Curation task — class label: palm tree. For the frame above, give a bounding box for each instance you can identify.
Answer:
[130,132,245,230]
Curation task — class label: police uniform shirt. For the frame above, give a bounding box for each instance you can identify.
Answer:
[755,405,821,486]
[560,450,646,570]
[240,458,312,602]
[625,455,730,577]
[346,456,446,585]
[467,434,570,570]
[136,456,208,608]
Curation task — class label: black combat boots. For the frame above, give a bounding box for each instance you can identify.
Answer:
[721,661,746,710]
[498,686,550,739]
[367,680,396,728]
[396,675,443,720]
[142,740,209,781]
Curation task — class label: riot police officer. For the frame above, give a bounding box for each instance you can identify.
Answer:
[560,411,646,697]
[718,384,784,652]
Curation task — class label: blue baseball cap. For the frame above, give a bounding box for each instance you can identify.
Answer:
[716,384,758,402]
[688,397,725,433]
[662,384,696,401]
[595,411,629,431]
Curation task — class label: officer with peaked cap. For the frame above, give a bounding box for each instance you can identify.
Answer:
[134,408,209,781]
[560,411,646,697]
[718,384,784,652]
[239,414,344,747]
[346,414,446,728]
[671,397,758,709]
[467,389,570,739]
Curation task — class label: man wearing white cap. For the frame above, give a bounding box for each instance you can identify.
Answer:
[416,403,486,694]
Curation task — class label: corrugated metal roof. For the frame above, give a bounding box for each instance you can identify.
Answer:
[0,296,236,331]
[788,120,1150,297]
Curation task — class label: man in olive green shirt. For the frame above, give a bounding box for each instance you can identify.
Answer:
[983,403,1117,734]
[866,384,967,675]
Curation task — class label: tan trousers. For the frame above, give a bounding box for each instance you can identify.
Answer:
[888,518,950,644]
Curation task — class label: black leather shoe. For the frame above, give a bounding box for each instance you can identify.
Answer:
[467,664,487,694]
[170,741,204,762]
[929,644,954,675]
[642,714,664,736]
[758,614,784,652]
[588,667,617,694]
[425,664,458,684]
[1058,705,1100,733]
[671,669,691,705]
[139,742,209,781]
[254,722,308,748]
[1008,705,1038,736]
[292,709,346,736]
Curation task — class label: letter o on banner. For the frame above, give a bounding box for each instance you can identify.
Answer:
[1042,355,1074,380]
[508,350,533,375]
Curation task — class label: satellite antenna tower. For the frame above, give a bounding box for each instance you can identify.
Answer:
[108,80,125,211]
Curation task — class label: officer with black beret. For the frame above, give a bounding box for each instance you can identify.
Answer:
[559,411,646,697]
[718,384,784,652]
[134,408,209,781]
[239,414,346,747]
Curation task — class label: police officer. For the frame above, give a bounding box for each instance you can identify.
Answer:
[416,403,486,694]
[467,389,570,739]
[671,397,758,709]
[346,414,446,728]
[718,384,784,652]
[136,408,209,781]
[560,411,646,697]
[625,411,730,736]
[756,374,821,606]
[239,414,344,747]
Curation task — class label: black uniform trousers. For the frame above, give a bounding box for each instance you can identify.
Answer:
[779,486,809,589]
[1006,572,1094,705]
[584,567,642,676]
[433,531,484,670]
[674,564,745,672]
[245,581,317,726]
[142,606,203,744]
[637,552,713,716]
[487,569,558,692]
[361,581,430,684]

════════════════

| WRITTEN PROBLEM |
Copy out every line above word for word, with no changes.

| ANSWER TO THIS TASK |
Curation task — class label: palm tree. For the frame above, give a bounding box for each instance you can identify.
Answer:
[130,132,245,230]
Curation task — class label: police uniform shirt. For the frame above, give a bounding box for each instance you can identify.
Answer:
[755,405,821,486]
[560,450,646,570]
[240,458,312,602]
[625,455,730,577]
[346,456,446,585]
[467,434,570,570]
[136,456,208,608]
Curation task — class label: black combat boots. For the frame above, give a bounding box for each instance you can identify.
Answer:
[721,661,746,710]
[498,686,550,739]
[367,680,396,728]
[396,675,443,720]
[142,740,209,781]
Curation task — class label: riot police officer. For the frame above, give a bounding box for each instance you can identify.
Answer:
[560,411,646,697]
[718,384,784,652]
Curation task — class label: blue baseball cap. For the frame above, give a bounding box for each instance you can identify.
Answer:
[716,384,758,402]
[688,397,725,433]
[662,384,696,401]
[595,411,629,431]
Curation task — class label: officer with peaked cap. For the frame above, give a bounding box for each instance you can identify.
Answer:
[134,408,209,781]
[560,411,646,697]
[718,384,784,652]
[239,414,344,747]
[346,414,446,728]
[671,397,758,709]
[467,389,570,739]
Curation task — class label: man wearing white cap. For the frame above, give a bounding box for each instance you can identify.
Answer:
[416,403,486,694]
Curation task — class label: corrugated metal roof. For the frame above, give a bounding box for each instance you can identify.
Answer:
[0,296,236,331]
[788,120,1150,297]
Curation task — class label: man in olive green shirt. For the frame above, give a bounding box for each instance you can identify.
Answer:
[983,403,1117,734]
[866,384,967,675]
Curation task — class label: tan trousers. For the frame above, give a bounding box for each instance you can identify.
Answer:
[888,518,950,644]
Curation task — class label: black leather shoe. For the frame above, give a bounding box for each instance you can identify.
Answer:
[467,664,487,694]
[170,741,204,762]
[929,644,954,675]
[642,714,664,736]
[758,614,784,652]
[588,667,617,694]
[425,664,458,684]
[1058,705,1100,733]
[671,669,691,705]
[139,742,209,781]
[254,722,308,748]
[1008,705,1038,736]
[292,709,346,736]
Curation task — class label: letter o on banner. For the frame above, give a bounding box for each instance you can identify.
Answer:
[1042,355,1074,380]
[508,350,533,375]
Curation task — class label: satellite antenna tower. For the frame above, give a bounding box for each instance you can identify.
Answer:
[108,80,125,211]
Curation task — class label: officer with black beret. For the frame above, give a bounding box for each instance you can identify.
Answer:
[559,411,646,697]
[718,384,784,652]
[134,408,209,781]
[239,414,346,747]
Curation task — class label: police officer. For the frame above, give a bounding box for each instance you can identify.
Answer:
[416,403,486,694]
[467,389,570,739]
[671,397,758,709]
[346,414,446,728]
[718,384,784,652]
[136,408,209,781]
[560,411,646,697]
[625,411,730,736]
[756,374,821,606]
[239,414,344,747]
Curation task — class label: black uniform trousers. For the frame above, give a bounding box for each instance you can identify.
Answer:
[779,486,809,589]
[1006,572,1094,705]
[584,567,642,676]
[433,531,484,670]
[674,564,745,672]
[245,581,317,726]
[142,606,203,744]
[637,552,713,716]
[487,569,558,692]
[361,581,430,684]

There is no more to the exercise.